Natural language region descriptions
_ _ _ _ _
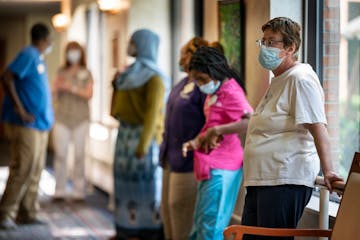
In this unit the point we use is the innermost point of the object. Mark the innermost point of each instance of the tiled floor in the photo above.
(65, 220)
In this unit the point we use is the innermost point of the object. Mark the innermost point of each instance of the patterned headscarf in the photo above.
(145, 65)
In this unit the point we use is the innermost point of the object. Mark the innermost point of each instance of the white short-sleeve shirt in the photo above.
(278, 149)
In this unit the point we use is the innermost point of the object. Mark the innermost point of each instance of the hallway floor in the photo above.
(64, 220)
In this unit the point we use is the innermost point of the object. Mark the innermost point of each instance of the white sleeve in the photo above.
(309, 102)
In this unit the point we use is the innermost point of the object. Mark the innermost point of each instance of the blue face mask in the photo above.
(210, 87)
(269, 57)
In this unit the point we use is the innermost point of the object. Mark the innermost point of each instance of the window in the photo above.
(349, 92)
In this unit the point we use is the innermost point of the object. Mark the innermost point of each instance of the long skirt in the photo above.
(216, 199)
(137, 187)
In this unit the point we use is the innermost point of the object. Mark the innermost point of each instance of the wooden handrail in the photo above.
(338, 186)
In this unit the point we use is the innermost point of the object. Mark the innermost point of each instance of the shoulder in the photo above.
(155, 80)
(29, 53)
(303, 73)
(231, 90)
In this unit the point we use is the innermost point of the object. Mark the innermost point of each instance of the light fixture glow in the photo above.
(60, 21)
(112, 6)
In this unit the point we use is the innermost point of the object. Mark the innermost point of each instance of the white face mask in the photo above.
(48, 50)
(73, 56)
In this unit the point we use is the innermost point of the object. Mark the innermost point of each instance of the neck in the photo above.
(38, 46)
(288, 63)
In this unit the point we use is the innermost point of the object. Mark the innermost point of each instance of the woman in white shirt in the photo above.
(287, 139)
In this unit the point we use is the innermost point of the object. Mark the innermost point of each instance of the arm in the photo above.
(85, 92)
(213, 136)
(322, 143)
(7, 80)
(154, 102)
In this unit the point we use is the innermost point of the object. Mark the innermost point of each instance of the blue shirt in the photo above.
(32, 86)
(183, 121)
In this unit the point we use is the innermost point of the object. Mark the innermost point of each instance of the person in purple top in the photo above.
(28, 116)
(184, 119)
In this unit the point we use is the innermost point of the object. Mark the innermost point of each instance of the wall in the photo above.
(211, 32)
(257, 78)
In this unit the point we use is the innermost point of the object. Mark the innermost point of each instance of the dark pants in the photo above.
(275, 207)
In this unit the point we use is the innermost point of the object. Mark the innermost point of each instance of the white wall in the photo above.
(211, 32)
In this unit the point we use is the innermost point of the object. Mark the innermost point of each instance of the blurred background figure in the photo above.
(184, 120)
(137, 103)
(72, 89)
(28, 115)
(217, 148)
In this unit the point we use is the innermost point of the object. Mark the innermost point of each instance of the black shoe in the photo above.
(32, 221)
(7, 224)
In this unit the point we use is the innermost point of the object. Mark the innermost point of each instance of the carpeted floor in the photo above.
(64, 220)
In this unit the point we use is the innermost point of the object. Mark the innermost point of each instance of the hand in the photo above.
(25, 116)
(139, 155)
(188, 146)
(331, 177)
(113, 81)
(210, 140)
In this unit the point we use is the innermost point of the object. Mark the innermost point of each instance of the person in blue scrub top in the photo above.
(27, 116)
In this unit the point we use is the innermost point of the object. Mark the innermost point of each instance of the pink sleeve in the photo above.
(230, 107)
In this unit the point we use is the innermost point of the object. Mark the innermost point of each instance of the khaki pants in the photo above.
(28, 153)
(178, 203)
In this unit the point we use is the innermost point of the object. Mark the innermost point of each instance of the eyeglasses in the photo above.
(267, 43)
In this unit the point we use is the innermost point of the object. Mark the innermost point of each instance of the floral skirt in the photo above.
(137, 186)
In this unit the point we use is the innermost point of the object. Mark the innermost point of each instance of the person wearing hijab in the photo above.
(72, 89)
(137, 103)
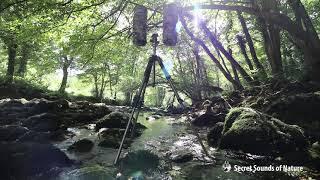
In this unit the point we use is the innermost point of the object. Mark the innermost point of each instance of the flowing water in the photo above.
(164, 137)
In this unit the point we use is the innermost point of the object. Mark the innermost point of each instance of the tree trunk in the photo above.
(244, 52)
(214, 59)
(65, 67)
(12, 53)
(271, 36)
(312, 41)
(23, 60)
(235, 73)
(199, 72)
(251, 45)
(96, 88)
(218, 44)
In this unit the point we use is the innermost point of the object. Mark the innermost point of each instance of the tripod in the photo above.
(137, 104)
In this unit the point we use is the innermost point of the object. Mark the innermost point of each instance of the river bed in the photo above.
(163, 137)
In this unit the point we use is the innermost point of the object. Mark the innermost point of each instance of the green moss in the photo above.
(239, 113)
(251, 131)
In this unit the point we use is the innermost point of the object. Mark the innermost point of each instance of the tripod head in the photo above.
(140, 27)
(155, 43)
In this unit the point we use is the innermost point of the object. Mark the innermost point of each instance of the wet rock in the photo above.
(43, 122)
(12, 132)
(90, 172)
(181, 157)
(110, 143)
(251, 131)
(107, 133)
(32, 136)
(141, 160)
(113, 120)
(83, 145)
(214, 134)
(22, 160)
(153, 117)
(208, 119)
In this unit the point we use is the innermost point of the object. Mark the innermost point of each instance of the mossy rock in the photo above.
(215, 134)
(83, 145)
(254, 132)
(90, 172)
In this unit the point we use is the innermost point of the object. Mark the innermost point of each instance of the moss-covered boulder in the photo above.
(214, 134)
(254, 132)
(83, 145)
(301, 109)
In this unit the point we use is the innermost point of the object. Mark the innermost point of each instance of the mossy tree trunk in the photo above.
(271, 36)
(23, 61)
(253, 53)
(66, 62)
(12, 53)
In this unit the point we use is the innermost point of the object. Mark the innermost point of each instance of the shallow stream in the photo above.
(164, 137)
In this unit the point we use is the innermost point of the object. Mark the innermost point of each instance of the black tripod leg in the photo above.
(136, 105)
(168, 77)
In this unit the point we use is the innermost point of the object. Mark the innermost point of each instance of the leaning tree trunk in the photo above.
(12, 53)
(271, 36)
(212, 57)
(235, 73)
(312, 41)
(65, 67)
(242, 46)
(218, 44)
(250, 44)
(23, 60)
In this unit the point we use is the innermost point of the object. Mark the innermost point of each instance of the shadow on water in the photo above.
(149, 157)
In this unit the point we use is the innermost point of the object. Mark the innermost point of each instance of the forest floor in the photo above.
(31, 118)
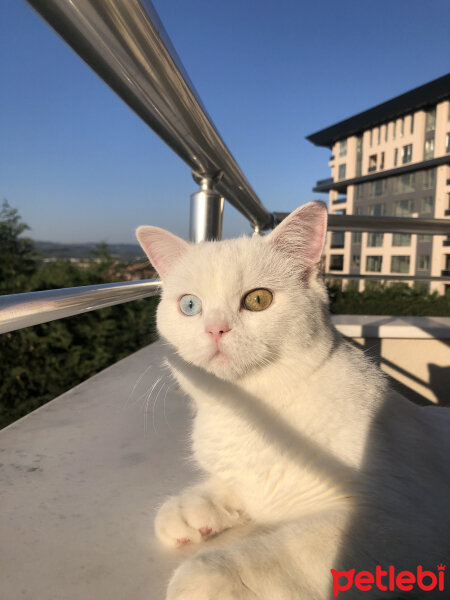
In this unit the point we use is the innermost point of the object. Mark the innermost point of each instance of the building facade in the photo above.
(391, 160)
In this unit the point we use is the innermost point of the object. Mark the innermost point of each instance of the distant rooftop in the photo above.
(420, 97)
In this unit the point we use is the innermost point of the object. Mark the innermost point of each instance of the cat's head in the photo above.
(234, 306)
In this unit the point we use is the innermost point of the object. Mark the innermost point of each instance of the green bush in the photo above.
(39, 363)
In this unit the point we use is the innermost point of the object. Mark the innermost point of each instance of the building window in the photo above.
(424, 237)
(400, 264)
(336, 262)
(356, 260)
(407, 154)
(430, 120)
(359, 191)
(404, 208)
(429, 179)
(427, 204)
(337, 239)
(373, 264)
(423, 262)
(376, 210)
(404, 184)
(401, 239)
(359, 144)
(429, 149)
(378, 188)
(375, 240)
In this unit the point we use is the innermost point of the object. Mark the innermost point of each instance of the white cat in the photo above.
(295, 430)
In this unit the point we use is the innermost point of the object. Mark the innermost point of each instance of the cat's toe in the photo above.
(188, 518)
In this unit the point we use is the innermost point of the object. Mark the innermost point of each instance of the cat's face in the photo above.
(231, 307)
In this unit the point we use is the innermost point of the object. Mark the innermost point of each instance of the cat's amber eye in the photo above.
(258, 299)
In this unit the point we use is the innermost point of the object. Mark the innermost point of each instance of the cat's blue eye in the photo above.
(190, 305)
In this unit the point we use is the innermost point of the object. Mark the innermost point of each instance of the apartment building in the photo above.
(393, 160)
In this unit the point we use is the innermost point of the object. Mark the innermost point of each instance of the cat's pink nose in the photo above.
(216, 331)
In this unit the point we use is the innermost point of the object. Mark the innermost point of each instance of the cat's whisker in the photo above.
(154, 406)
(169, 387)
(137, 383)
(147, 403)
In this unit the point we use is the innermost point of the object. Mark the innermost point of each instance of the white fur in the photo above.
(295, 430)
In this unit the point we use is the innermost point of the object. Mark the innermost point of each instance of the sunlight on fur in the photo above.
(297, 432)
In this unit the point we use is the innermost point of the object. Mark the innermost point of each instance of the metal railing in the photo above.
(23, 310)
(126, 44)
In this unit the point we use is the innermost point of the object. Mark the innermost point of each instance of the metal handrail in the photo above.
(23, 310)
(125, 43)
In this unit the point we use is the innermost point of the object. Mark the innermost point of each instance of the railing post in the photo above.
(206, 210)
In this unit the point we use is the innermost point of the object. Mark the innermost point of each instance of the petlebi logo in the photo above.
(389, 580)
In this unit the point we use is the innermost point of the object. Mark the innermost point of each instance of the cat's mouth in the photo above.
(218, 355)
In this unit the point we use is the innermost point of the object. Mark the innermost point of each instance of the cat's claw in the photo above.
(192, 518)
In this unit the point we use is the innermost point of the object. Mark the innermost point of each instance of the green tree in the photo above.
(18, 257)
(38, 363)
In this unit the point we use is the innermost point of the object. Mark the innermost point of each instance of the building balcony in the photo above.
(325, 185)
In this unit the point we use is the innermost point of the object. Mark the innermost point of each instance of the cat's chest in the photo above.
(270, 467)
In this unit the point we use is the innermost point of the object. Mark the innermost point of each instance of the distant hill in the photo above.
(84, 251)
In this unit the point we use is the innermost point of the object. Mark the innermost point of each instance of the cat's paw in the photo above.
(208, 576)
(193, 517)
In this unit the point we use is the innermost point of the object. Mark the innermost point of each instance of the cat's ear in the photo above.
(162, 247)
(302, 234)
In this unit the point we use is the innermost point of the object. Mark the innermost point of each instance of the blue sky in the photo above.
_ _ _ _ _
# Exercise details:
No line before the one containing "ear in the photo above." belongs in the answer; give again exactly that line and all lines after it through the end of the data.

# Result of the task:
In this unit the point we use is the innermost point of the object. Mark the innermost point of each instance of the cat's ear in the photo above.
(162, 247)
(302, 234)
In this unit the point we use is the innermost point of the object. Mark the innermost point of each instance of the blue sky in the photo above.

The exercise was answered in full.